I'm going to provide a simplified description about a problem which caused 
all the jobs on a Jenkins instance to fail. Let me know where I can include 
more detail to help uncover the root problem.

We have a Jenkins instance with the Pipeline plugin installed. There are a 
dozen jobs all scheduled to run at different times overnight. Every job has 
a single pipeline script which constructs an object and calls a single 
method on that object. Except for the parameters, the scripts are identical 
across all jobs. The class was written by us and performs pretty complex 
operations under the hood. The jobs were created and configured by 
administrators. Non administrators have never touched any job 
configuration. The jobs have run successfully for many weeks. Up to today, 
we have not had to explicitly manage the Script Security plugin. Presumably 
this is because script security had been behaving properly as described 
under "Script Approval" on the Script Security plugin information page 
<https://wiki.jenkins-ci.org/display/JENKINS/Script+Security+Plugin>. We do 
not use Groovy Sandboxing.
+++++
Parts of the exercise -
1 - Reproduce the passage of the Jenkins post from "I'm going to" up to and including "the root problem.", word for word.
2 - Write out the lines of the rows from the line with "I trust your judgement on this. Please find the painted" up to and including the line with "[110,204,255,459]", keeping each one unchanged.
+++++
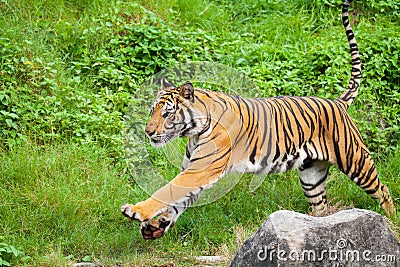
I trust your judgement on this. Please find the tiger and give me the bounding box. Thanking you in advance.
[121,0,394,240]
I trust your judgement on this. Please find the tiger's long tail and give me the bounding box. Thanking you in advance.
[338,0,361,109]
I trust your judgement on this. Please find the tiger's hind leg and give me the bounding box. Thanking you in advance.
[299,160,331,216]
[339,149,394,215]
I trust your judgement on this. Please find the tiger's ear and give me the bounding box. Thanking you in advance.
[179,82,194,102]
[161,77,175,90]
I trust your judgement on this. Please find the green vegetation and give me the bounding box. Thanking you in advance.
[0,0,400,266]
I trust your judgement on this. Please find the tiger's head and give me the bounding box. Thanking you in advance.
[145,78,206,147]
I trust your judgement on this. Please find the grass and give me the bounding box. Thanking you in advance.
[0,144,400,266]
[0,0,400,266]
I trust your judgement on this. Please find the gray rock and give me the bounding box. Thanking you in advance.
[231,209,400,267]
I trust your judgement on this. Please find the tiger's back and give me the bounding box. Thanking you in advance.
[121,1,394,242]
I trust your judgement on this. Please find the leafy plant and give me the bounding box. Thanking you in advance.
[0,236,30,266]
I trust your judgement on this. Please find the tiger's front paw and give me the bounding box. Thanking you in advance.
[140,217,173,240]
[121,204,145,222]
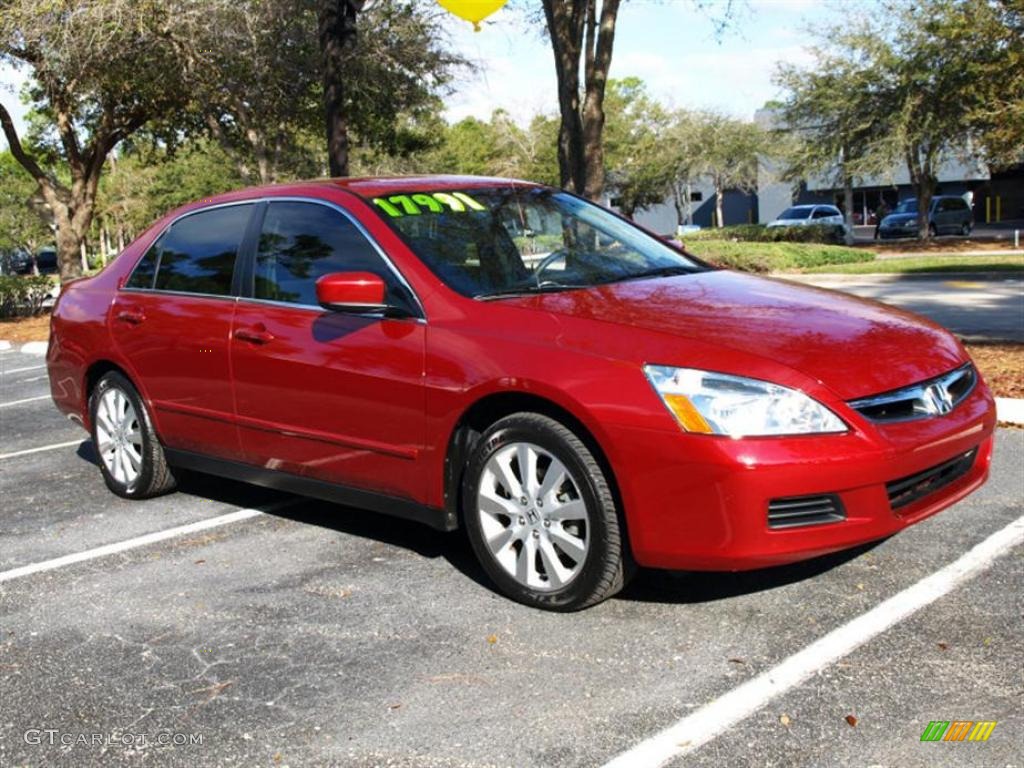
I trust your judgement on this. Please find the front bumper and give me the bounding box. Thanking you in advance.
[612,381,995,570]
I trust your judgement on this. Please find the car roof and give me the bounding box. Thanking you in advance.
[179,174,543,209]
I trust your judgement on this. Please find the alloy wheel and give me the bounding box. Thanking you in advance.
[95,387,142,486]
[476,442,590,592]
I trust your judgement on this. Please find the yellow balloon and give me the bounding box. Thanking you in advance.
[437,0,508,32]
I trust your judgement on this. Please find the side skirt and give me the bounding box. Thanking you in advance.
[164,447,459,530]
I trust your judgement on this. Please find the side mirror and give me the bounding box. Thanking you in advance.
[316,272,388,314]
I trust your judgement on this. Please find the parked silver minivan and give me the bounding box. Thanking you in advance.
[879,195,974,239]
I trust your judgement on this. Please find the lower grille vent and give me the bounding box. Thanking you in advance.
[768,496,846,528]
[886,449,978,510]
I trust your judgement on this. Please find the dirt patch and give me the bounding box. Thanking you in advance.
[967,344,1024,397]
[0,314,50,344]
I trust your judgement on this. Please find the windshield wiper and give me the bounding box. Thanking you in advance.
[473,284,593,301]
[608,265,700,283]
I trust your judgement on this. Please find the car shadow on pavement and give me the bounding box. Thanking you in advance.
[618,539,885,603]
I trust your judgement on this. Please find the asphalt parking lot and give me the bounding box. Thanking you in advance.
[0,350,1024,768]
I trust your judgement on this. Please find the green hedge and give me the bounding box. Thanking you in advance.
[0,274,56,317]
[683,224,844,243]
[686,240,876,273]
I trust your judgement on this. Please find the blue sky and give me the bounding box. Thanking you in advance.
[0,0,847,145]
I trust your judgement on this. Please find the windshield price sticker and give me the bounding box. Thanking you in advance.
[374,193,486,217]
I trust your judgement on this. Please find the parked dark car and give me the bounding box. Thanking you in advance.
[13,248,57,274]
[878,195,974,239]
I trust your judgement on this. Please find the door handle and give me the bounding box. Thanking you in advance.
[118,309,145,326]
[233,323,273,344]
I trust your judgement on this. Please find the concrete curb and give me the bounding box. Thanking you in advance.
[769,269,1024,283]
[0,340,48,355]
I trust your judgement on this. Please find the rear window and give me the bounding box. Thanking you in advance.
[151,204,252,296]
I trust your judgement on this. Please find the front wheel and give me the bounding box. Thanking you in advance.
[462,413,628,611]
[89,371,175,499]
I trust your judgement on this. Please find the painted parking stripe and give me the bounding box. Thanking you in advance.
[0,394,50,408]
[0,437,89,460]
[0,499,298,583]
[603,516,1024,768]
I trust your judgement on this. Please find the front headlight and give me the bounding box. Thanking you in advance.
[644,366,847,437]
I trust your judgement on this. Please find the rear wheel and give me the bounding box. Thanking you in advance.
[462,413,628,610]
[89,371,175,499]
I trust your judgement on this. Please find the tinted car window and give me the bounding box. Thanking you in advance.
[156,205,252,296]
[254,203,403,306]
[125,240,161,288]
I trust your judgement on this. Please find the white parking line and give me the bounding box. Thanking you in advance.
[603,516,1024,768]
[0,499,298,582]
[0,394,50,408]
[0,437,89,459]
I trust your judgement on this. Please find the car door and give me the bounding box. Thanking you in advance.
[230,200,426,499]
[110,204,255,459]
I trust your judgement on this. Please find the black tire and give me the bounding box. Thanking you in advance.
[462,413,634,611]
[89,371,177,499]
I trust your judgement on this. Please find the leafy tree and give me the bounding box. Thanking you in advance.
[316,0,467,176]
[658,110,703,225]
[0,152,53,271]
[543,0,620,200]
[542,0,740,200]
[605,78,673,218]
[697,112,767,226]
[779,0,1024,238]
[0,0,226,281]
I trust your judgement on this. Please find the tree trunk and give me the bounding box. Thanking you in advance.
[583,0,620,201]
[843,174,853,246]
[544,0,620,201]
[544,0,587,194]
[316,0,356,177]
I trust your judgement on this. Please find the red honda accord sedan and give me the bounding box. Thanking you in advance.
[47,176,995,610]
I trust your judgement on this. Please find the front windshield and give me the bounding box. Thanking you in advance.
[374,186,707,298]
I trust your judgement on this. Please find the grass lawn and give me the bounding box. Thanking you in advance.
[802,253,1024,274]
[684,240,874,273]
[0,314,50,344]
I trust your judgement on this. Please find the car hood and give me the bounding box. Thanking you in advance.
+++++
Correct answers -
1 -
I'm going to provide a simplified description about a problem which caused 
all the jobs on a Jenkins instance to fail. Let me know where I can include 
more detail to help uncover the root problem.

2 -
I trust your judgement on this. Please find the painted parking stripe and give me the bounding box. Thanking you in advance.
[0,394,50,408]
[0,437,89,460]
[0,499,298,583]
[603,516,1024,768]
I trust your judgement on this. Please find the front headlight and give me the bounding box. Thanking you in advance.
[644,366,847,437]
I trust your judgement on this. Please find the rear wheel and give me the bounding box. Thanking you in advance.
[462,413,628,610]
[89,371,175,499]
I trust your judgement on this. Please find the tinted car window and give me the bounding box. Thanking you in advance.
[156,205,252,296]
[254,203,403,306]
[125,240,161,288]
I trust your judgement on this. Please find the white parking line and give me the bounding box. Thanking you in advance.
[603,516,1024,768]
[0,499,298,582]
[0,394,50,408]
[0,437,89,459]
I trust your judgement on this. Please find the car door and give me the bounding box. Thanking you in advance.
[230,200,426,499]
[110,204,255,459]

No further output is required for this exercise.